Passage given ::
_ _ _ _ _

ADAM GLICK: Sounds a little bit like parents playing the cleaning game with their kids. Hey, we're going to do the fun cleaning game. How many of those things can you put back where they belong?
THOMAS STROMBERG: So it totally is. Because the idea for Triage Party is that each of those pages should be empty at the end, and then you get your reward. So it's been adopted by a bunch of peripheral projects like Bazel and cert-manager as well as now kubectl. And we'll start to see it happen more within Kubernetes. We've had to do some tuning to make it work for some of the larger projects like Kubernetes Kubernetes. Expect to see it everywhere.
ADAM GLICK: What about Slow Jam?
THOMAS STROMBERG: Yeah, so I talked about the startup latency improvements. And part of the difficulty for startup latency was just not having a clear vision into what was causing-- what we were blocking on. And there's a bunch of CPU profilers for Go. There are memory profilers for Go. There are a great variety.
But there were no profilers that just let us see function latency at the time. So we built a profiler that lets us basically build a Gantt chart of here is what Minikube is doing, and here is what's blocking. So we could see, oh, loading the container images is taking 15 seconds of our time, and it's blocking the next step. Can we run these two steps in parallel instead?
ADAM GLICK: I love that you just threw Gantt chart in as kind of, like, oh, of course, a Gantt chart.
THOMAS STROMBERG: Yeah, well, to me it made sense.

_ _ _ _ _

Dataset content ::
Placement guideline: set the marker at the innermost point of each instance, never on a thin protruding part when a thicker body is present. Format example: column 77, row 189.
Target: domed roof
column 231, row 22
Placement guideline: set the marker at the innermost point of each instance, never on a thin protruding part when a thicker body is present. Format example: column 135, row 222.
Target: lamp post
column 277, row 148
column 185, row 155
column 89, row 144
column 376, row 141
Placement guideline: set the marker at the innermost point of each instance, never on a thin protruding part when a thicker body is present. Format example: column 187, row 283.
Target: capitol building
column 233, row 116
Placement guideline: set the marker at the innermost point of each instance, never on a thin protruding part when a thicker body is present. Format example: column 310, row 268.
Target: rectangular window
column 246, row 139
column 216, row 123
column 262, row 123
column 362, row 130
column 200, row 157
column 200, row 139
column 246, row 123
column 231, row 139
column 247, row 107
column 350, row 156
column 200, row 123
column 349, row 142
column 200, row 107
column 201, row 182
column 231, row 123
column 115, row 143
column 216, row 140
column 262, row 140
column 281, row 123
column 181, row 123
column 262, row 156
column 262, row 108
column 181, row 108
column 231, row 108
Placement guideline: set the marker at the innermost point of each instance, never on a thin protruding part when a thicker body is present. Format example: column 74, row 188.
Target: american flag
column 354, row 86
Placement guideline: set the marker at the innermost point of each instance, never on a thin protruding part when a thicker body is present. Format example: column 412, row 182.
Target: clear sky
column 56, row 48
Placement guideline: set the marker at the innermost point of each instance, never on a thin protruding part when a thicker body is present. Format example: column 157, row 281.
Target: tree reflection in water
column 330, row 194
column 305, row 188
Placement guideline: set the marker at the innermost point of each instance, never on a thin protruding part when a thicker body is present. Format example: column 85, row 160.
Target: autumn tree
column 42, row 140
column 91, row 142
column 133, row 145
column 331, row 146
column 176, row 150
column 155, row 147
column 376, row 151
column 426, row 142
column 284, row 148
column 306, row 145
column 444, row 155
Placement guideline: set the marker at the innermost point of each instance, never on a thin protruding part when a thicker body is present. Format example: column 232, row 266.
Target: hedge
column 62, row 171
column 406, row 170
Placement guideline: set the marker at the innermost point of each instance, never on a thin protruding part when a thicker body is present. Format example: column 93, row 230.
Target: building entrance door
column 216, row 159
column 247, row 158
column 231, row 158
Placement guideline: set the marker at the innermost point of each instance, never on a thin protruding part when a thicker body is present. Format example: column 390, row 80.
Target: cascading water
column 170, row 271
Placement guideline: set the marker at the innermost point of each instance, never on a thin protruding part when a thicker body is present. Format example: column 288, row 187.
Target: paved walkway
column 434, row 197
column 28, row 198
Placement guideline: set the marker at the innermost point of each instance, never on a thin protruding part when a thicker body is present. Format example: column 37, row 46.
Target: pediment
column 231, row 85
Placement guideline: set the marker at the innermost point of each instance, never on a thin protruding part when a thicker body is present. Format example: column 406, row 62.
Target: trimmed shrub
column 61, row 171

_ _ _ _ _

Exercise requirements ::
A – In the Minikube transcript, rewrite the paragraph beginning "But there were no profilers" as a short bulleted list that keeps its main facts.
B – Please decide whether each statement agrees with the Minikube transcript, answering yes or no and quoting the words that settle it: (i) Bazel and cert-manager have adopted Triage Party. (ii) There are no memory profilers for Go. (iii) Loading the container images took 15 seconds.
C – Extend the Minikube transcript, picking up right after its last line.
The records have nothing to do with the Minikube transcript.

Exercise answers ::
A –
- No existing profiler let the team see function latency as it happened.
- They built a profiler that produces a Gantt chart of what Minikube is doing and what is blocking.
- It showed, for example, that loading the container images took 15 seconds and blocked the next step.
- This raised the question of whether those two steps could run in parallel.

B –
(i) Yes: "it's been adopted by a bunch of peripheral projects like Bazel and cert-manager as well as now kubectl"
(ii) No: "There are memory profilers for Go."
(iii) Yes: "loading the container images is taking 15 seconds of our time"

C –
CRAIG BOX: I love that the Slow Jam logo is clearly a take on the "Space Jam" logo.
THOMAS STROMBERG: Absolutely, different enough to avoid the copyright police, but definitely inspired.
ADAM GLICK: Michael Jordan won't be calling.
THOMAS STROMBERG: I hope not.
ADAM GLICK: Well, what comes next for Minikube?
THOMAS STROMBERG: Honestly, it's really up to the contributors. We have a road map of here are the things that we'd like to do. But a lot of it is just based on what contributors share with us. We definitely have a vision of where we'd like to be at the end of 2020.
Part of it is better documentation. It's no mystery that great documentation drives adoption. And I think honestly, great documentation is the best predictor for the long-term success of any open-source project. And we want to make sure that our documentation is there for everybody, that it's localized just like the rest of Kubernetes, and that it caters to people who aren't yet experts.
We do want to improve integration with other tools. We want to make sure that people can consume the output with JSON, for instance. We'd kind of like to refactor storage, especially now that we're talking about multi-node. Right now we've got this great host path provisioner, which is wonderful for provisioning on a single node. But we'd like to explore things like using NFS or CIFS or something like that for built-in storage provisioning within Minikube as well.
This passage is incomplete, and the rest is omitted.